§ WHAT NEEDS TO BE DONE: Can you extend the Star Trek forum thread below, about whether the transporter could reverse aging, starting right after its last line?

§ EXERCISE PASSAGE:
——
So, I guess either this cadet is an outlier or the surviving black/white folks learned to put aside their differences with the white/black ones, given I don't see Starfleet accepting anyone who was so opening bigoted.
I mean, the war went on for a long time, and I can easily imagine factions or colonies leaving the planet because "Forever War" gets tiresome.
 
It uses DNA to restore Pulaski back. Why can't that be true? :vulcan:
Because it's never used to reverse normal aging, which means narrative logic is that it can't be used to reverse normal aging.

Same thing with the way Prodigey had them use the Cerberusian gene therapy to counter Tyress's accelerated aging.


Tell your story about people, not about science and gadgetry. Joe Friday doesn't stop to explain the mechanics of his .38 before he uses it; Kildare never did a monologue about the theory of anesthetics; Matt Dillon never identifies and discusses the breed of his horse before he rides off on it.

- Gene Roddenberry, The Star Trek Guide, April 17, 1967, page 5.
That doesn't really counter what I said.

Joe Friday doesn't stop to explain the mechanics of his .38, but he would stop to explain that the guy he shot was saved by the bible in his pocket blocking the bullet.

Which is the same here, the story doesn't stop to explain the mechanics of the Transporter, but it does stop to explain why the Transporter can't be used to rescue the away team stuck in a cave.
 
Because it's never used to reverse normal aging, which means narrative logic is that it can't be used to reverse normal aging.

Same thing with the way Prodigey had them use the Cerberusian gene therapy to counter Tyress's accelerated aging.
Which logically makes zero sense. None whatsoever. It's a feature of the transporter never used again.

And, I found one episode where the transporter is just forgotten: Q-Less (DS9).
 
Which logically makes zero sense. None whatsoever. It's a feature of the transporter never used again.
——
§ RECORDS:

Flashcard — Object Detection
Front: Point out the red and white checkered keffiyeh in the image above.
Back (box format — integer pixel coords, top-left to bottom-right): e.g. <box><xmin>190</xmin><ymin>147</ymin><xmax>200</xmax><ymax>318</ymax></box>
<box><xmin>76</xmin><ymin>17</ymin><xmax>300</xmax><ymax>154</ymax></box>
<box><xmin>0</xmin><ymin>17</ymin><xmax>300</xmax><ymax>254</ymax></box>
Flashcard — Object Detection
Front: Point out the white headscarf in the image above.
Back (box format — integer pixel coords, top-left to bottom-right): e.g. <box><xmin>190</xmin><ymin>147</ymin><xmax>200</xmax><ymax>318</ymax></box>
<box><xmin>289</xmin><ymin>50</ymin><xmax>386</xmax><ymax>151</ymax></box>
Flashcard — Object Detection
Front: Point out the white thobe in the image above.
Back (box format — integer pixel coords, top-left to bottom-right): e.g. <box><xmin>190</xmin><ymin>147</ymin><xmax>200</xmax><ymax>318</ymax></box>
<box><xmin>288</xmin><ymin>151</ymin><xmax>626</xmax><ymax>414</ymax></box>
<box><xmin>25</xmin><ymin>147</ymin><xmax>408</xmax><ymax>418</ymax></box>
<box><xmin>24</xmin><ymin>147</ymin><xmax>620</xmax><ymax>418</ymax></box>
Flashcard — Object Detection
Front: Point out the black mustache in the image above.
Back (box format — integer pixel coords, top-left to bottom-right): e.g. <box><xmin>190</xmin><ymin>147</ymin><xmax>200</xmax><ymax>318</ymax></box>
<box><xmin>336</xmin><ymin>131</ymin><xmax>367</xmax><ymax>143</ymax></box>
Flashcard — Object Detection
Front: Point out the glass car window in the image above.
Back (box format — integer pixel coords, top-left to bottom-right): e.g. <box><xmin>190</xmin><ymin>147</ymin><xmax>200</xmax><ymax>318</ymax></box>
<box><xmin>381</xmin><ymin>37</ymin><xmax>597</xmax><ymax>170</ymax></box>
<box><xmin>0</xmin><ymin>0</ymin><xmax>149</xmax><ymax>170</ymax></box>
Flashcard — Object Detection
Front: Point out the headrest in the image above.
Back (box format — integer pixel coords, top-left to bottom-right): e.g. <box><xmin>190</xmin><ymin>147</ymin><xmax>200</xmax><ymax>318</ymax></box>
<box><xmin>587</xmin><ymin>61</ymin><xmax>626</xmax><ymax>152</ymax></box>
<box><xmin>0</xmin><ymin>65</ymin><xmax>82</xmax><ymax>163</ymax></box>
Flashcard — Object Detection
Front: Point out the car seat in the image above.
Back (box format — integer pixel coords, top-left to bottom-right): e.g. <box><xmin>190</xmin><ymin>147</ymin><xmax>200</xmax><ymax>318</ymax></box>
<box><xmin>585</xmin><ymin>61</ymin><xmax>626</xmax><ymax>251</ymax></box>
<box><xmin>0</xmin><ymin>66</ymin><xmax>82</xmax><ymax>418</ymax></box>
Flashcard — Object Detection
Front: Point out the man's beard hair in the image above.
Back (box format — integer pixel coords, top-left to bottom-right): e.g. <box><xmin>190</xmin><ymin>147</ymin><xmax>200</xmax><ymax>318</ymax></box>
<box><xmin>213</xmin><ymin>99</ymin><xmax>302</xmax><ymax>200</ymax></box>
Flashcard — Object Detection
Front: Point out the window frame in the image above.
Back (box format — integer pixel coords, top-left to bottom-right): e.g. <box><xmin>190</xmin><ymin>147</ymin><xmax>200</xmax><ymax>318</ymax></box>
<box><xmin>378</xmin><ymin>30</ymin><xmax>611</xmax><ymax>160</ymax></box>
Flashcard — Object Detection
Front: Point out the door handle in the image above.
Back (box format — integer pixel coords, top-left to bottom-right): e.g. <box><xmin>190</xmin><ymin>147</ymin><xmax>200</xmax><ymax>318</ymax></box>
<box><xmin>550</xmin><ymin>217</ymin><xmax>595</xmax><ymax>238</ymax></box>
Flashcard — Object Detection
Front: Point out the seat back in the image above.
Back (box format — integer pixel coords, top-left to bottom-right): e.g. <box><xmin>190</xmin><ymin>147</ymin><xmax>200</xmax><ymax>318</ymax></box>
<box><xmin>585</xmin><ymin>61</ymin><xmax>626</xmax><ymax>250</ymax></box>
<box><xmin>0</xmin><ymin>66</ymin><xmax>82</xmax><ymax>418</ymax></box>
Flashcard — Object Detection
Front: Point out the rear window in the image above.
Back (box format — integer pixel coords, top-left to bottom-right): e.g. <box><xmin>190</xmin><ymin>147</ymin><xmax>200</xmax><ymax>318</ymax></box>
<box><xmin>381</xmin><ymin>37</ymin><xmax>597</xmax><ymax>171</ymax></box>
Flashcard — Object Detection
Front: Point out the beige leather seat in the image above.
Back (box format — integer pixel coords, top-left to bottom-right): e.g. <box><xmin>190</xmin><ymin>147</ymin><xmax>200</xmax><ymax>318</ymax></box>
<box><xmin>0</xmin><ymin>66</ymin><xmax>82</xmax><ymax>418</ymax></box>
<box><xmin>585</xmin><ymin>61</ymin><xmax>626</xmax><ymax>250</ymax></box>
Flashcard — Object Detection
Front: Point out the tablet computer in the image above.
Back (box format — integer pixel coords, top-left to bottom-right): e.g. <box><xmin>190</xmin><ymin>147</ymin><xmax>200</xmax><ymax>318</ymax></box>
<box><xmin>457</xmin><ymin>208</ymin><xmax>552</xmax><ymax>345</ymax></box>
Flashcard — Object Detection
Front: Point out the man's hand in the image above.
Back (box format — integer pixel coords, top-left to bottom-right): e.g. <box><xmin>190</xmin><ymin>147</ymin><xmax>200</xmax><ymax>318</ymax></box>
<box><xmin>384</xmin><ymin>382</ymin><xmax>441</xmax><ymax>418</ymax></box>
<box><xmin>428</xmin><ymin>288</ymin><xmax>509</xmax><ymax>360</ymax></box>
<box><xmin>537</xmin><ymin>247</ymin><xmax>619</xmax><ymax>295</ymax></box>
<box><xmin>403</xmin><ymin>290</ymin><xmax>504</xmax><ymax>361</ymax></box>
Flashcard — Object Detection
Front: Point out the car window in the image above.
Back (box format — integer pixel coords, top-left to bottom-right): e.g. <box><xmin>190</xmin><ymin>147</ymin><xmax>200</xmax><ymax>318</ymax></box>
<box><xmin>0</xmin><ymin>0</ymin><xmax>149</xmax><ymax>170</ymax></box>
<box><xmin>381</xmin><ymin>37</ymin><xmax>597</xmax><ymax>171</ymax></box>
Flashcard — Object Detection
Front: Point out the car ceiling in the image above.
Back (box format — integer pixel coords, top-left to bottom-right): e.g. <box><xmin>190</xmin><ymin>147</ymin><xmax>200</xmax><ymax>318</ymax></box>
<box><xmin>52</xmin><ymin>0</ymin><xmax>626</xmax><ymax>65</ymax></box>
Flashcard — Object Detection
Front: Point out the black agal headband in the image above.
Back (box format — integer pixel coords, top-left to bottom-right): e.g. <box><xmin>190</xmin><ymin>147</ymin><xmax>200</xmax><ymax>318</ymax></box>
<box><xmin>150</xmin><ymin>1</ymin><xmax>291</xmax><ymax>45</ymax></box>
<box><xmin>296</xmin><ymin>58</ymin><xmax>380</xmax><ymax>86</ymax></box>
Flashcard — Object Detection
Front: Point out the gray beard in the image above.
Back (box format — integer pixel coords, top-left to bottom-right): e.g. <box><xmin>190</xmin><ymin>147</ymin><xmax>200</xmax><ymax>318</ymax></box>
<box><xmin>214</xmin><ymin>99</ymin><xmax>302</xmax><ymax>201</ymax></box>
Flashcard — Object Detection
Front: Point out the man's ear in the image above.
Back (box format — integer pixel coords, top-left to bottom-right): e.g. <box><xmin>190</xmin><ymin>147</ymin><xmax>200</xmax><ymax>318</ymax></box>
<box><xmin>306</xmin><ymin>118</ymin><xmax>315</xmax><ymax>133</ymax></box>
——
§ EXERCISE RESPONSE:
When else did they come upon that exact circumstance?

And, I found one episode where the transporter is just forgotten: Q-Less (DS9).
They directly show us in that episode that Deep Space Nine's transporters, at that time, cannot perform a site to site transport without a com-badge to lock onto.

Because it was an entire plot point that Sisko had to slap his combadge onto the plot box so they could transport it into space.


Those two ideas are not the same thing, and you know that.
Narratively speaking they absolutely are.
 
When else did they come upon that exact circumstance?
Probably would have been useful when they were stranded in a time travel situation. But, the larger question is why is it limited to this one instance?

They directly show us in that episode that Deep Space Nine's transporters, at that time, cannot perform a site to site transport without a com-badge to lock onto.

Because it was an entire plot point that Sisko had to slap his combadge onto the plot box so they could transport it into space.
Sooo...they can't utilize a runabout which is established they have? It's dramatic connivence of forgetting the transporter, as it is standard operation procedure for Star Trek.
 
The Cheron cadet we see in SFA is black on the right, white on the left, same as Lokai. Virgil in Section 31 was white on the right and black on the left. So we have balance between the two ethnicities again.
Begging your pardon, but I think you might be incorrect.

Cherons.jpg
 
Begging your pardon, but I think you might be incorrect.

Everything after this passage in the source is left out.